Certaines personnes privilégient déjà un mobile politique dans la mort du
juge. Avec les derniers développements, notamment la sortie du procureur
général, cette piste se précise-t-elle ?
• Piste
politique ou pas, seules les enquêtes pourraient nous fixer. Nous souhaitons
tous avoir une réponse claire à la question. Beaucoup disent qu’il était très
proche de Roch Marc Christian Kaboré avec qui il entretenait de bonnes
relations. D’aucuns disent qu’il avait aussi de très bonnes relations avec
certains ministres du gouvernement. Alors je ne sais pas maintenant en quoi
être proche d’un homme politique peut constituer un danger. Dans notre statut,
il est clair et net qu’il nous est défendu de faire la politique. Mais il
ne nous est pas interdit d’avoir des amis politiques.
Le juge
Nébié avait-il des relations qui pourraient nuire à certaines personnes, c’est
une question qu’on peut se poser.
Malheureusement
je n’ai jamais eu la chance d’aborder ces questions avec lui. Mais partout, on
pense que derrière ce crime se cache un mobile politique. Les enquêteurs
pourraient mettre l’accent sur cet aspect et auditionner même des hommes
politiques.
Le SAMAB a affirmé que le juge Nébié n’avait pas peur d’exprimer clairement
ses opinions. S’agissait-il d’opinions politiques ou juridiques ?
• Pour moi
c’est juridique, lorsque vous échangiez avec Nébié, s’il n’était pas
d’accord avec vous, il vous le disait. Plusieurs fois nous avons échangé sur
des sujets juridiques liés à notre syndicat, et lorsque vous exprimiez un point
de vue qu’il ne partageait pas, il vous donnait sa vision et sa lecture de la
chose. Pour ce qui est de la politique, c’est bizarre, mais on n’en parlait pas
trop ; donc je pense que c’est juridique, du reste, certains de ses
collègues au niveau du Conseil constitutionnel le disent également.
Mais parfois, c’est difficile de séparer la politique du droit : par
exemple en ce qui concerne la révision de l’article 37, son ami Nama a
dit qu’il était contre l’organisation d’un référendum et la révision de cet
article qui est une question de droit. Vous, en tant que son camarade, quelle
était sa position ?

LIGNES DE DONNÉES:
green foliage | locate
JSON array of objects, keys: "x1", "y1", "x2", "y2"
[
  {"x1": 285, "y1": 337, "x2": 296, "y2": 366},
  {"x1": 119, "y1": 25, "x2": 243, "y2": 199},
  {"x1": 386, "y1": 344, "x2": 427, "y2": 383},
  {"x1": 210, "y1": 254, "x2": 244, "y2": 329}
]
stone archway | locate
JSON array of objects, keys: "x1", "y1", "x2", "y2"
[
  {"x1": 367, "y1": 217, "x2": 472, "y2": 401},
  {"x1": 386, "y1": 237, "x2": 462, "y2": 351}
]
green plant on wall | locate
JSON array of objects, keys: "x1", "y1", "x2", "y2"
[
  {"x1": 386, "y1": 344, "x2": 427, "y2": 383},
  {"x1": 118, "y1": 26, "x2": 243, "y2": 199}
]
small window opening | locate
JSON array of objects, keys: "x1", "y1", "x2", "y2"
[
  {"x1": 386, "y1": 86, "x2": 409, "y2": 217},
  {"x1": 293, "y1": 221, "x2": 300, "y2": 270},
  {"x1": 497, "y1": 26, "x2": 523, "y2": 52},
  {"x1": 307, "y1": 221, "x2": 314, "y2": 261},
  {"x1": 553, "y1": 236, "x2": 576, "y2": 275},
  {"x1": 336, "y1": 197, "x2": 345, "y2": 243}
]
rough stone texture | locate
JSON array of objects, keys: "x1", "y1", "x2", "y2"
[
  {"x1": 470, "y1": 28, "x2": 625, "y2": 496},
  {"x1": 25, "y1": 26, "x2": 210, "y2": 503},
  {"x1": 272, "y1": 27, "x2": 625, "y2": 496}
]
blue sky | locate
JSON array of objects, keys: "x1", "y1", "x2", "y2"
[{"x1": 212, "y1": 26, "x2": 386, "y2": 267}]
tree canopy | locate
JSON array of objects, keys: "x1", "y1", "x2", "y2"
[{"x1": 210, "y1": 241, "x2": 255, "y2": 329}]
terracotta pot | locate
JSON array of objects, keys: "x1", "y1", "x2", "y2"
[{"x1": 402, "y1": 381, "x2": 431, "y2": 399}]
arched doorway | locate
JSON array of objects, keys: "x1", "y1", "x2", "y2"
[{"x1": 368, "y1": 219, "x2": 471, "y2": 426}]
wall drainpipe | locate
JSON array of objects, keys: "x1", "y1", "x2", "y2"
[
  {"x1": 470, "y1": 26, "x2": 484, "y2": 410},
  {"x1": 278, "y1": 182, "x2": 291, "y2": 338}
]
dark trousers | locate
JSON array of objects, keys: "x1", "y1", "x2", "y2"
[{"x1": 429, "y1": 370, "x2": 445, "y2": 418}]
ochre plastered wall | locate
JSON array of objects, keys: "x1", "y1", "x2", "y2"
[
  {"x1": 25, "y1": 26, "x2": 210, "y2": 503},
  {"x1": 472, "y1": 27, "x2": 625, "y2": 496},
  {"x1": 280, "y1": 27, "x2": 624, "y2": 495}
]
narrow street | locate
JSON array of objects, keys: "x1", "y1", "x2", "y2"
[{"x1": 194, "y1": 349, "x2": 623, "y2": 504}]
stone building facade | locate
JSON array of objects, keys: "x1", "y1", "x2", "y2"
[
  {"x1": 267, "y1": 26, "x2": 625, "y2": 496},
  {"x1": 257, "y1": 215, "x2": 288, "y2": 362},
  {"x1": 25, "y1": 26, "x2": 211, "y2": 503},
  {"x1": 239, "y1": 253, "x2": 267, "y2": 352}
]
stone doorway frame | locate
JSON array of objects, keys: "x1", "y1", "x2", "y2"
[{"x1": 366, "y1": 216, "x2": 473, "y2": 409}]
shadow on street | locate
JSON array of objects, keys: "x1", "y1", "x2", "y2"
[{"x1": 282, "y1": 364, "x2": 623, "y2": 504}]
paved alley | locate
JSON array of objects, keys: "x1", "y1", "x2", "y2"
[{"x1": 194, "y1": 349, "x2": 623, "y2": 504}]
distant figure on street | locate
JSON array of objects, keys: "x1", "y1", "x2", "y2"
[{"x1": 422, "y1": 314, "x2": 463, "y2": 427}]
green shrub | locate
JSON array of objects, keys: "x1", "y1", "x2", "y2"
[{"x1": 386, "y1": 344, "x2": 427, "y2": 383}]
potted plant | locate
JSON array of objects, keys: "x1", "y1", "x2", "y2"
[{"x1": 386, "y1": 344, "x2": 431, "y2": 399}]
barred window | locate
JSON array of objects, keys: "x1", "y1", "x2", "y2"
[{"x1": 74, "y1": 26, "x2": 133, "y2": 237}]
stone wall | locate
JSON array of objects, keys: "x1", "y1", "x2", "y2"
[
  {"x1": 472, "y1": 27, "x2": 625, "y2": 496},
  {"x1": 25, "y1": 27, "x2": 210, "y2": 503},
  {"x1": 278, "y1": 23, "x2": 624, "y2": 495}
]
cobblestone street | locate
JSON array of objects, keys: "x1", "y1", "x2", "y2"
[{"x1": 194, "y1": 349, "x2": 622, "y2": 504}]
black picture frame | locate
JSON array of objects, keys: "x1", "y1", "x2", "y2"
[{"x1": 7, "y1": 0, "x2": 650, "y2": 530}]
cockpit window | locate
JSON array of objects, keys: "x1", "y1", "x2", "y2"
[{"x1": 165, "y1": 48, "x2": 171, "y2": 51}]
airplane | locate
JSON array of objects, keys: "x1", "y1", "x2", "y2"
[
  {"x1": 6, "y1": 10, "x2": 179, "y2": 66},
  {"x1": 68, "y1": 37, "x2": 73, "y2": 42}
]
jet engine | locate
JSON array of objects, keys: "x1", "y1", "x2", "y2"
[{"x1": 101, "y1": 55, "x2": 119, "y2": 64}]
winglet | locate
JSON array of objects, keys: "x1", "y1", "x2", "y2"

CONSIGNE ÉCRITE: Donnez la suite de l'entretien sur la mort du juge Nébié, à partir de la fin de sa dernière phrase.

RÉPONSE CI-DESSOUS:
• Je vous
dis qu’on n’en a jamais parlé. C’est après sa mort que j’ai su qu’il était
fermement opposé à la révision de l’article 37. Une semaine avant sa mort,
j’étais avec lui, nous avons discuté de tout sauf de politique, et la seule
question qui peut s’apparenter à une question politique que nous avons
abordée, c’était le retrait des passeports diplomatiques à certaines
personnalités. Pour lui il ne fallait pas en faire un problème.
Dans le débat actuel concernant la révision de l’article 37 ou
l’organisation d’un éventuel référendum, en quoi un juge constitutionnel
peut-il faire pencher la balance d’un côté ou de l’autre ?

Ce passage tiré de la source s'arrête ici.